*SOURCE EXTRACT*.

··········

Adding the request to sq_overflow isn't enough:
1. luringcb->sqeq is uninitialized if there was space in the sq ring at
   submission time.
2. Not all code paths invoke ioq_submit() after processing completions,
   so the request could hang.

Additional bugs include checking for EINTR instead of -EINTR and
forgetting to skip the completion callback when a request is
resubmitted.

Fix this by always initializing luringcb->sqeq and ensuring that all
code paths invoke ioq_submit() after appending to sq_overflow.  Ensure
that luring_process_completions() marks the cqe seen and decrements
in_flight before resubmitting the request.

Signed-off-by: Stefan Hajnoczi <stefanha@redhat.com>
---
 block/io_uring.c | 64 ++++++++++++++++++++++++++++--------------------
 1 file changed, 37 insertions(+), 27 deletions(-)

diff --git a/block/io_uring.c b/block/io_uring.c
index 19919da4c9..97e4f876d7 100644
--- a/block/io_uring.c
+++ b/block/io_uring.c
@@ -87,6 +87,18 @@ int luring_register_fd(LuringState *s, unsigned int fd)
                              s->fd.head, s->fd.size);
 }
 
+/**
+ * luring_resubmit:
+ *
+ * Resubmit a request by appending it to sq_overflow.  The caller must ensure
+ * that ioq_submit() is called later so that sq_overflow requests are started.
+ */
+static void luring_resubmit(LuringState *s, LuringAIOCB *luringcb)
+{
+    QSIMPLEQ_INSERT_TAIL(&s->io_q.sq_overflow, luringcb, next);
+    s->io_q.in_queue++;
+}
+
 /**
  * luring_process_completions:
  * @s: AIO state
@@ -102,7 +114,6 @@ int luring_register_fd(LuringState *s, unsigned int fd)
 static void luring_process_completions(LuringState *s)
 {
     struct io_uring_cqe *cqes;
-    int ret;
 
     /*
      * Request completion callbacks can run the nested event loop.
@@ -122,11 +133,20 @@ static void luring_process_completions(LuringState *s)
     qemu_bh_schedule(s->completion_bh);
 
     while (io_uring_peek_cqe(&s->ring, &cqes) == 0) {
+        LuringAIOCB *luringcb;
+        int ret;
+
         if (!cqes) {
             break;
         }
-        LuringAIOCB *luringcb = io_uring_cqe_get_data(cqes);
+
+        luringcb = io_uring_cqe_get_data(cqes);
         ret = cqes->res;
+        io_uring_cqe_seen(&s->ring, cqes);
+        cqes = NULL;
+
+        /* Change counters one-by-one because we can be nested. */
+        s->io_q.in_flight--;
 
         trace_luring_process_completion(s, luringcb, ret);
 
@@ -143,17 +163,12 @@ static void luring_process_completions(LuringState *s)

··········

*RAW RECORDS*.
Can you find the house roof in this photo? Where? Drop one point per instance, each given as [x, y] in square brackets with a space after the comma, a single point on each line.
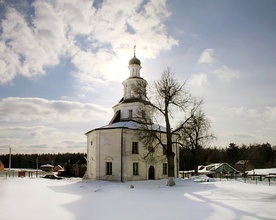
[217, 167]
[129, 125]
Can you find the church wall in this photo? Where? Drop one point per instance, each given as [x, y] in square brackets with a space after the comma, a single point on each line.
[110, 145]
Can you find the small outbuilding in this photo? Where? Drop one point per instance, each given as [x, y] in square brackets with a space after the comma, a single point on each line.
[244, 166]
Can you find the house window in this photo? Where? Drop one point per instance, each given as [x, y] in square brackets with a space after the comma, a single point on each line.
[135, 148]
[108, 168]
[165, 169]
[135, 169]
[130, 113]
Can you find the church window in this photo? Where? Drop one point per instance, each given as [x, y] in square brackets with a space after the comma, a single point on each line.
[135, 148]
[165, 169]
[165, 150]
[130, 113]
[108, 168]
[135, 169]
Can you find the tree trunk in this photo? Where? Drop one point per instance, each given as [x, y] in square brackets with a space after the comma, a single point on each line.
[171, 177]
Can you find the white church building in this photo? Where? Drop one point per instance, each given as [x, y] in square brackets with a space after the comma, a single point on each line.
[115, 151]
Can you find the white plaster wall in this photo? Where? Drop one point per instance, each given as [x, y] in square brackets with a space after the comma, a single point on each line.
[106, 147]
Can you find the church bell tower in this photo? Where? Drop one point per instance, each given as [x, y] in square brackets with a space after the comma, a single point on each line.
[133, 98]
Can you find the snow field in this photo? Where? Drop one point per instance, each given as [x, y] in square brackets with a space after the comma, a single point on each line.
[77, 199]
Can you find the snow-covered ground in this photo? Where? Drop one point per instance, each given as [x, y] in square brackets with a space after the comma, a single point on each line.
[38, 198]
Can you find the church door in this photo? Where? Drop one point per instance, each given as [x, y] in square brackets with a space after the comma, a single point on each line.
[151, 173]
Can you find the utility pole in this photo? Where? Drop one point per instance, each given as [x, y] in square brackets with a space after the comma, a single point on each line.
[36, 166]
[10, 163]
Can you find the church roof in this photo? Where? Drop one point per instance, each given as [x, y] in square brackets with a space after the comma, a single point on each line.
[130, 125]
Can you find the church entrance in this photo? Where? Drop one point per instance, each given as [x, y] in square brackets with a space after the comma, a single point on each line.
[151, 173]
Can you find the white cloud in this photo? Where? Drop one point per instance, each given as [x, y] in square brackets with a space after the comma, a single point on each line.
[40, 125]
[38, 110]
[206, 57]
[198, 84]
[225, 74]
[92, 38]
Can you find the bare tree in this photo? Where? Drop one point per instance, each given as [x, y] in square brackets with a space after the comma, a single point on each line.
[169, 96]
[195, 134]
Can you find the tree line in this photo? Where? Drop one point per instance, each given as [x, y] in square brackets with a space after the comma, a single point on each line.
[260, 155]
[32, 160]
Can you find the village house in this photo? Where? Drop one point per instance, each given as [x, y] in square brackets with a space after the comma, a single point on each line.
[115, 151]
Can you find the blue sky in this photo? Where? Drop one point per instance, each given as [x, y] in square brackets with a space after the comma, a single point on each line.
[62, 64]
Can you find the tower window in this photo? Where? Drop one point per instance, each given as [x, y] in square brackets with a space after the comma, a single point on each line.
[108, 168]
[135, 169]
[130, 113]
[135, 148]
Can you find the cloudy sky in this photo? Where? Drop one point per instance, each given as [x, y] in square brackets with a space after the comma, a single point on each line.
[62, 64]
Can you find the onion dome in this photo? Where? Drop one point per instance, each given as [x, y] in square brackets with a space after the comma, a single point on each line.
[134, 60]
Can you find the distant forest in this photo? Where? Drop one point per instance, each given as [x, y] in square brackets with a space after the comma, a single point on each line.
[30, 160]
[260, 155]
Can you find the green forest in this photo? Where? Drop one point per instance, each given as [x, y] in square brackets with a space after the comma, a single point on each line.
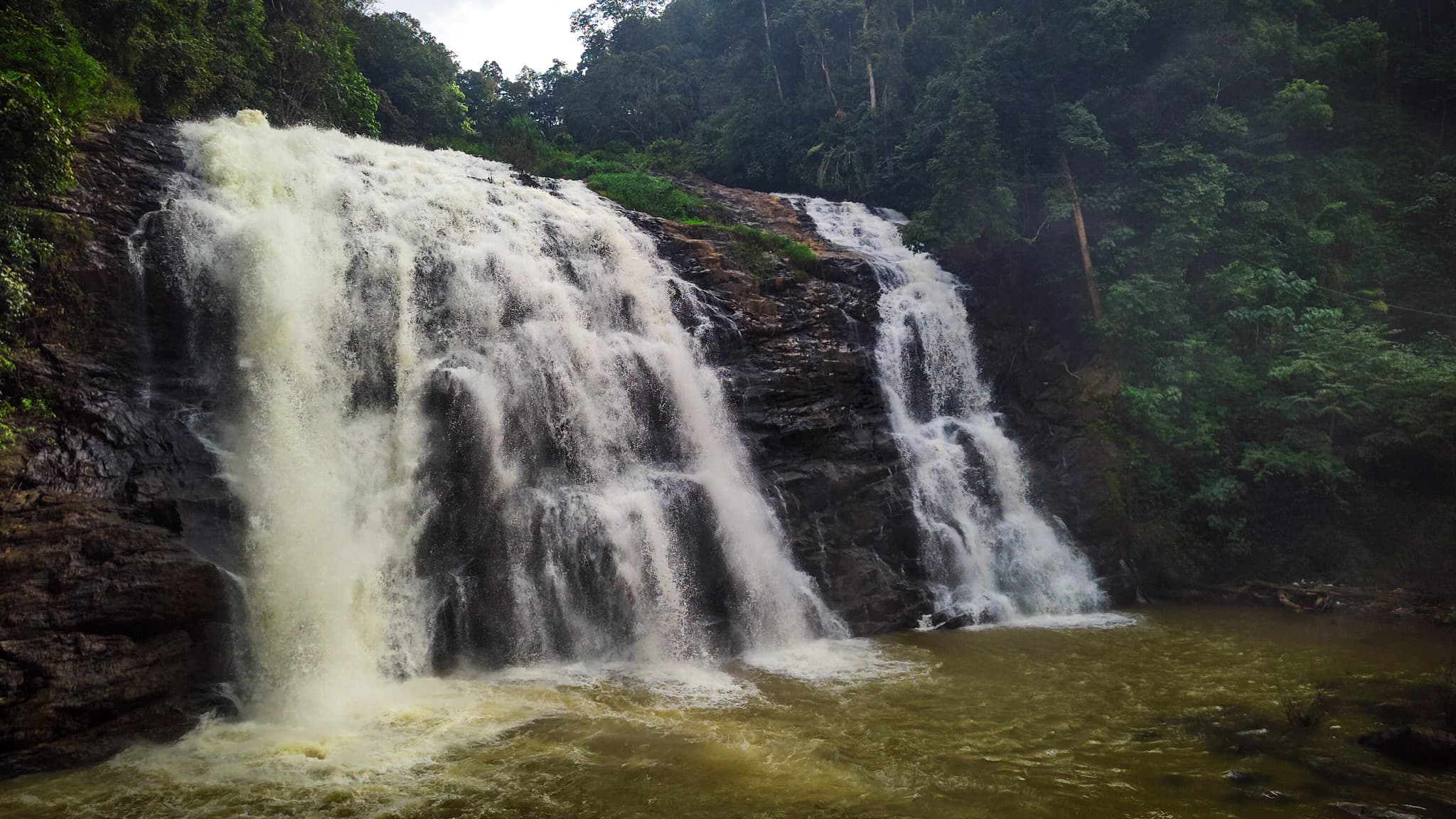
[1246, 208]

··········

*TASKS FOR THIS EXERCISE*.
A – Do these statements agree with the io_uring patch? Answer yes or no for each, quoting the deciding words. (i) The fix has luring_process_completions() decrement in_flight before resubmitting the request. (ii) The patch changes two files. (iii) One of the additional bugs was checking for -EINTR instead of EINTR.
B – Reproduce the io_uring patch from "Adding the request" to "resubmitting the request.".

*SOLUTIONS BY TASK*.
A –
(i) Yes: "Ensure that luring_process_completions() marks the cqe seen and decrements in_flight before resubmitting the request."
(ii) No: "1 file changed, 37 insertions(+), 27 deletions(-)"
(iii) No: "checking for EINTR instead of -EINTR"

B –
Adding the request to sq_overflow isn't enough:
1. luringcb->sqeq is uninitialized if there was space in the sq ring at
   submission time.
2. Not all code paths invoke ioq_submit() after processing completions,
   so the request could hang.

Additional bugs include checking for EINTR instead of -EINTR and
forgetting to skip the completion callback when a request is
resubmitted.

Fix this by always initializing luringcb->sqeq and ensuring that all
code paths invoke ioq_submit() after appending to sq_overflow.  Ensure
that luring_process_completions() marks the cqe seen and decrements
in_flight before resubmitting the request.